[Document passage]
Their proposal, conjuring up images of closed ramps that run against Minnesota’s long-standing open lakes access, has stirred emotions and sparked letters to the editor suggesting elitism on the part of lake homeowners.
–The Star Tribune
Zebra mussels explode in Mille Lacs
Huge Lake Mille Lacs — Minnesota’s most popular fishing hot-spot — rocked gently, but beneath the surface was bedlam.
There, on the lake bottom, a population explosion of tiny zebra mussels is occurring that could change the great lake forever.
“It’s a solid carpet of zebra mussels,” shouted Tom Jones, bobbing in the lake in his scuba gear after surfacing from a dive Friday in the gray-green waters.
Jones, a large lake specialist with the Department of Natural Resources, and coworkers dived this month in Mille Lacs to document the growth of the invasive mussels, first found in the 200-square-mile lake in 2005.
What they found stunned them.
–The Star Tribune
DNR tracks 24 ‘sentinel lakes’
After hauling in a rakeful of aquatic plants, Sean Sisler ticked off their names faster than many people can list their relatives.
Eurasian watermilfoil. Canadian waterweed. Coontail. Duckweed.
All were on the double-headed rake Sisler had just tossed to the bottom of Peltier Lake, which lies just outside Centerville north of the Twin Cities, and pulled to the surface.
Sisler, a Minnesota Department of Natural Resources employee, is part of a larger effort to gather data about plants, fish, water temperature and water quality in 24 so-called sentinel lakes in Minnesota. With that information, scientists believe they’ll be better able to track changes in lake ecology and make quicker assessments about those causes – whether from something as defined as agricultural or urban land-use changes or as complex as global climate change.
–The St. Paul Pioneer Press
Two charged in Chicago-area tainted water
For nearly two decades, the former mayor of Crestwood, who ruled the village of 11,000 with an iron fist, hid from regulators and residents the fact that they were drinking contaminated water, federal authorities said, announcing indictments against two former water department officials.
[/Document passage]
[Stored data]
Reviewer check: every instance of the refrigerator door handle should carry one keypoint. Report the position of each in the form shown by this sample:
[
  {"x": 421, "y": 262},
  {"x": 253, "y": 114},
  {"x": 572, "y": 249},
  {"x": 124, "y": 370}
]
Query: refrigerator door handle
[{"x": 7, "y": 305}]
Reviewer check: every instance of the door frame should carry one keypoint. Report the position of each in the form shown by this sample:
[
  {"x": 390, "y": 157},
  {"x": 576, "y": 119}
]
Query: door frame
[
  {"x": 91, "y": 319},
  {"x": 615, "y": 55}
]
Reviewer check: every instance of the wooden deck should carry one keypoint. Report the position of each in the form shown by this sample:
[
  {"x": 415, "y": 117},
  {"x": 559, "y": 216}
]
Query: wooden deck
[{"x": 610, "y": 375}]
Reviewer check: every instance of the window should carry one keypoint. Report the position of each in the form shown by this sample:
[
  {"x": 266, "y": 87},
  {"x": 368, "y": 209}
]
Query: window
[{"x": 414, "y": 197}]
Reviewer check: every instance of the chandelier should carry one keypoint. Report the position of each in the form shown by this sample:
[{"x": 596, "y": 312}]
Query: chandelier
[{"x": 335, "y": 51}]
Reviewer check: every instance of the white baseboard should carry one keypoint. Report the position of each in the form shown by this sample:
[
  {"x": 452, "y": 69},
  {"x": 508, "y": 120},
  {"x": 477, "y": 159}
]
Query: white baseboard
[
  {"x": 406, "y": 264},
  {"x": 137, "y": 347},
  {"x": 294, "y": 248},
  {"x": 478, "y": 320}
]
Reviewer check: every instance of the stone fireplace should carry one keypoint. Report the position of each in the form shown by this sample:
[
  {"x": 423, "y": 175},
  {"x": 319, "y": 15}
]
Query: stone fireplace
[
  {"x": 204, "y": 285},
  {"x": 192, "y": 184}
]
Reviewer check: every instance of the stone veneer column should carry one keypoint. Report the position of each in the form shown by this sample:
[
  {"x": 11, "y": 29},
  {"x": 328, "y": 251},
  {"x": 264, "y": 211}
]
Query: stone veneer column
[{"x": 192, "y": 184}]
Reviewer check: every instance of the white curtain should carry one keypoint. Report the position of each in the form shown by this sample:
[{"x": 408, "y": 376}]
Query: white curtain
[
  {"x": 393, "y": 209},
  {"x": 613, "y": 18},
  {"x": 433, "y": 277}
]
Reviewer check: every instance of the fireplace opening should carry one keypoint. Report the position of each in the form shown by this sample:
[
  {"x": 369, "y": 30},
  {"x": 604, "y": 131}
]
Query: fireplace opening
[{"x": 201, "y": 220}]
[/Stored data]
• **What you have to do**
Resume the news roundup about lakes and drinking water, carrying it on from its final sentence.

• **The answer**
But Chester Stranczek, whose attorney confirms he’s the “Public Official A” mentioned in the 23-count indictment, has not been charged — and likely will not — face criminal charges, his attorney said, because Parkinson’s disease dementia has left him unfit to stand trial.
Facing felony charges are Frank Scaccia, 59, Crestwood’s former certified water operator, and Theresa Neubauer, 53, former water department clerk and supervisor and currently Crestwood’s police chief. Both are accused of lying to environmental regulators for more than 20 years about using a tainted well to supplement the village’s drinking water supply from Lake Michigan, U.S. Attorney Patrick Fitzgerald announced in a press release.
The village told residents and the Illinois Environmental Protection Agency it was only using Lake Michigan water after 1985, when it discovered a village well had been tainted by vinyl chloride, a known carcinogen. But regulators later discovered the village continued to use the well for as much as 20 percent of its water from 1985 to 2007.
–The Chicago Sun-Times
Sewage frequently taints Hudson River
Sewage routinely contaminates the Hudson River throughout the year, rendering the waterway unsuitable for swimming and other recreational activities for at least one and a half days a week, a report based on four years of water testing shows.
The comprehensive study, released by the environmental group Riverkeeper, shows that the recent sewage spill as a result of a fire at a treatment plant in Manhattan reflects a widespread and regular problem along the 155-mile river. Despite much improvement in water quality since passage of the Clean Water Act in the 1970s, the group said, 21 percent of water samples taken have unacceptable levels of bacteria because of problems like discharges from aging and failing sewage treatment plants, sewage overflows caused by rain and poorly maintained septic systems.